• Your objective
Reproduce the records starting at the line that contains "Task — for every instance of the woman's arm, mark" and continuing through the last line, with both ends included. Add 148 to every coordinate in the answer points, and leave the request lines and their format samples unchanged.

• Task inputs
+++

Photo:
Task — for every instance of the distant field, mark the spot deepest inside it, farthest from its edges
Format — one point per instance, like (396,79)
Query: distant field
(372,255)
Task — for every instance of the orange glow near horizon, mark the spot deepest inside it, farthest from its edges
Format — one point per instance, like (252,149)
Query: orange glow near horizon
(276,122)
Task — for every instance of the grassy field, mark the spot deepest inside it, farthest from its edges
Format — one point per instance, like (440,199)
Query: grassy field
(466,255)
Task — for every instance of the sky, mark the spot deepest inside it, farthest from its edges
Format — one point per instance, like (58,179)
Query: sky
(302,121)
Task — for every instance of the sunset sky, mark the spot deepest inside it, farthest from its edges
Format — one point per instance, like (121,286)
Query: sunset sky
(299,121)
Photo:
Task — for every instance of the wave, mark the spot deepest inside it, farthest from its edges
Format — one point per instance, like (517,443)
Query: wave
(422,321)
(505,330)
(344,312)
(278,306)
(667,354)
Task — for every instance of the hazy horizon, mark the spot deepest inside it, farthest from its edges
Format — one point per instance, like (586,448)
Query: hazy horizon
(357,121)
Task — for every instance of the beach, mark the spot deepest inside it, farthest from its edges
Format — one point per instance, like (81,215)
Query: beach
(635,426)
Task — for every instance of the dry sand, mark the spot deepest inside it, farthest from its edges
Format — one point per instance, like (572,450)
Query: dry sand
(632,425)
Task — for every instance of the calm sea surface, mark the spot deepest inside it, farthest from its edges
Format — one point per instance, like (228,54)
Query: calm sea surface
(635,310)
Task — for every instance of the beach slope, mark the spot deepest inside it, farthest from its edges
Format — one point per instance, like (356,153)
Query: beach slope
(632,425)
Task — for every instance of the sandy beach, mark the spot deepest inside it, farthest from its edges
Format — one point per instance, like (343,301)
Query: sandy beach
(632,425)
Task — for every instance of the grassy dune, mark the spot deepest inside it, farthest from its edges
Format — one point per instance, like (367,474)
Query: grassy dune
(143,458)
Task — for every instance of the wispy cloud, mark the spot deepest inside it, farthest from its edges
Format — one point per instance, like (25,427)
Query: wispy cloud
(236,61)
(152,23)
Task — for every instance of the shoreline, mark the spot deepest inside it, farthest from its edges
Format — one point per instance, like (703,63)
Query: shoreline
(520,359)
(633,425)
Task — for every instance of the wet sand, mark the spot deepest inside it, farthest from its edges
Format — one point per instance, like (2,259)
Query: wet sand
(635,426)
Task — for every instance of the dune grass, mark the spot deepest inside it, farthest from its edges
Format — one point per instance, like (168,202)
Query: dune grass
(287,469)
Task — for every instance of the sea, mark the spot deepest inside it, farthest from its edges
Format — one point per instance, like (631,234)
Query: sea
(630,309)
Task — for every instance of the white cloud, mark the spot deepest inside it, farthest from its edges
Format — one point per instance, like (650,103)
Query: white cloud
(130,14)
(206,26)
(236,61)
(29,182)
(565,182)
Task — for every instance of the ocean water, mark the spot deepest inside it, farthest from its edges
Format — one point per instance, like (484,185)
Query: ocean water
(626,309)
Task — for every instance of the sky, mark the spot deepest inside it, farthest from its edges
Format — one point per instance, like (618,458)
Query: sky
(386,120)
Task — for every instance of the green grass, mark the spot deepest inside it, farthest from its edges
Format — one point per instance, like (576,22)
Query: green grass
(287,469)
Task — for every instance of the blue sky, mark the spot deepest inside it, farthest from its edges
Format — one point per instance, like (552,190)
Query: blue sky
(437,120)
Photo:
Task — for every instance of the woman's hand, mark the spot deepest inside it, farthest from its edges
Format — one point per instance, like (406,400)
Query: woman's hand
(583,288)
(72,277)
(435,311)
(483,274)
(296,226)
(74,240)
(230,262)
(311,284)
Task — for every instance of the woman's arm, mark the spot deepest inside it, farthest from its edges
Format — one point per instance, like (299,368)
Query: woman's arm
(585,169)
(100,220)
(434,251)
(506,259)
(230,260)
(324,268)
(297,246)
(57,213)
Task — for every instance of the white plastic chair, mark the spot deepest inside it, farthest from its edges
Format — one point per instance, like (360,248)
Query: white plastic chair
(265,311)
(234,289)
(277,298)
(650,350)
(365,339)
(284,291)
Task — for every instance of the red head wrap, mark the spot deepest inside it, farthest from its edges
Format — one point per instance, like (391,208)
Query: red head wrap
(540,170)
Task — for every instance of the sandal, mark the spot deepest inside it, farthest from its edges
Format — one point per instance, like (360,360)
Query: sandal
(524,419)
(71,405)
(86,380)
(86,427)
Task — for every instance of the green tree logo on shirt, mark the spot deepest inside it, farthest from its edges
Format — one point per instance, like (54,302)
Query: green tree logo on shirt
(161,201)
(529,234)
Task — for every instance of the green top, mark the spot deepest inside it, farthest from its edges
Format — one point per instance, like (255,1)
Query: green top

+++

• In response
Task — for every instance of the woman's arm, mark the spot deepest inside it, farthest from its edges
Format — one point per instance, like (299,368)
Query: woman's arm
(733,317)
(248,368)
(582,399)
(654,407)
(378,408)
(472,416)
(445,394)
(205,361)
Task — for every instance of the white plastic chair, mark the spot deepest inside it, farthest from its edges
Format — one point per instance, like (360,248)
Query: white plastic chair
(413,459)
(382,437)
(425,446)
(798,498)
(513,487)
(432,439)
Task — for every instance of the red head wrap, mark the spot deepest inside it, farthest from its edges
Format — one point per instance, like (391,208)
Query: red head wrap
(688,318)
Task — for every instance of the sandal, mark the spot deepest inside it, farthest from its edges
Format — one point per instance, like (360,360)
Query: sandal
(672,567)
(219,553)
(234,528)
(234,575)
Task — for every instance of the green tree logo on shirt, mark the spot deepest inside it, farthest from its edges
Format — one point per instance, like (54,302)
Query: green tree logo on shirt
(309,349)
(677,382)
Task — for every instance of the green top, mark the spot deepest inside it, farthest from its edges
Format — one point per instance, like (255,1)
Query: green top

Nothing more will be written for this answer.